* Set problem A
Rewrite the records from the line containing "Q: Please detect the single" down to the end of the records, replacing "dark hair" with "black hair" and leaving everything else unchanged.

* Article
“As for my childhood … I was born into a family torn apart, my parents were separated, and this separation came with many conflicts and disputes. These disputes were not only between my parents but also between both my parent’s families.
These conflicts contributed to muddying the waters in my life. I was the first grandchild from my fathers’ side, like any first grandchild I received great care and attention from my fathers’ side of the family which only worsened the relationship between me and my mothers’ side of the family. Unfortunately, this brought about huge feelings of guilt within me, it went on for a long period of time in my life.
The relationship between my parents went through many changes, because of this I never had a stable life, nor any sense of stability. I moved around, I lived with my mother for a period and then with my father. This was not easy for my childhood and especially for a girl growing up. There was no one to take care of me when I was with my father so he used to take me with him to his work.
Despite these many difficulties in my life, It never affected my education nor my academic levels, quite the opposite actually, I took advantage of any and all opportunities where I could participate in school activities, varying from music, theater, and many more. To me, the school was an escape from my tense life at home.
During another period in my life, I went to live with my grandmother in Syria. Thinking back, I think this was one of the best periods of life. My grandmother took good care of me, she cared for me a lot and gave me the attention I needed. She helped me focus on my studies and she also sparked within me a passion for reading. My grandmother had a library, it was rich with books of all kinds of subjects. Unfortunately, this chapter of my life didn’t last long. I returned to Libya after completing my high school education.

[Records excerpted from a collection]
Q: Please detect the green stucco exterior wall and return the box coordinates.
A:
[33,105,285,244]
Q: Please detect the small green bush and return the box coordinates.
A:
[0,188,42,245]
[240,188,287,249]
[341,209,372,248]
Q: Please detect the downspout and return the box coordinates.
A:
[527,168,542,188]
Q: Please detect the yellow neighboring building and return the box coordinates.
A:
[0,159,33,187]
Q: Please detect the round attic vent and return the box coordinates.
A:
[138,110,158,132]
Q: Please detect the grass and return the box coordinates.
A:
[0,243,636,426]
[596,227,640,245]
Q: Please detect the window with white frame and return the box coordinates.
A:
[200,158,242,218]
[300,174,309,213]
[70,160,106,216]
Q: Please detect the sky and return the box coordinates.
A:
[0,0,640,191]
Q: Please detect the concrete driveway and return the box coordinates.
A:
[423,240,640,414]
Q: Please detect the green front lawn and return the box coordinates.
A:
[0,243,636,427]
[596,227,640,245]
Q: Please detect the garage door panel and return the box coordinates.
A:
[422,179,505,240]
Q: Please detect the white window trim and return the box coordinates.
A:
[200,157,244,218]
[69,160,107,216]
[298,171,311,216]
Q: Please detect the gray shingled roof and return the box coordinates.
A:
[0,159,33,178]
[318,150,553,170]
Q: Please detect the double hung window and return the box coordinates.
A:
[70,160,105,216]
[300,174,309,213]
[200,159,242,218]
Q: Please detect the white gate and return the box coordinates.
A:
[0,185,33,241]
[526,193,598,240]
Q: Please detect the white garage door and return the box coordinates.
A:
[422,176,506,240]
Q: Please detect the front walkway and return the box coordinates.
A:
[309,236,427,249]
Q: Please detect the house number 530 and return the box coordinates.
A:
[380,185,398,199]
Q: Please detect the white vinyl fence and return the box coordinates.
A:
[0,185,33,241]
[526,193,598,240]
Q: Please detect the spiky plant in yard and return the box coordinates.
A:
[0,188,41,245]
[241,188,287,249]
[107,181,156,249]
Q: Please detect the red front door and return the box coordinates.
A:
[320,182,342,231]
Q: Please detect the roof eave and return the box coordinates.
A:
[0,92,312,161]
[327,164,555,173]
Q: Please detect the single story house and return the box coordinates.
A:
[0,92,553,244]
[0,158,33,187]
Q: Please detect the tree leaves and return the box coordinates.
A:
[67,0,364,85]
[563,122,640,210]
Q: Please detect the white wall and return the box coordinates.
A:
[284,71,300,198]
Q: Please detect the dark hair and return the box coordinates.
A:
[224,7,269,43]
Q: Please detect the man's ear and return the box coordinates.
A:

* Set problem B
Answer these questions from the childhood account above.
(i) In which country did the narrator live with the grandmother?
(ii) Which two school activities does the narrator name?
(iii) To which country did the narrator return after completing high school?

* Reply A
Q: Please detect the single story house and return the box coordinates.
A:
[0,92,553,244]
[0,158,33,187]
Q: Please detect the tree leaves and return the box coordinates.
A:
[67,0,364,85]
[563,122,640,210]
Q: Please detect the white wall and return the box coordinates.
A:
[284,71,300,198]
Q: Please detect the black hair and return the box coordinates.
A:
[224,7,269,43]
Q: Please detect the man's ear and return the box coordinates.
A:

* Reply B
(i) Syria
(ii) Music and theater
(iii) Libya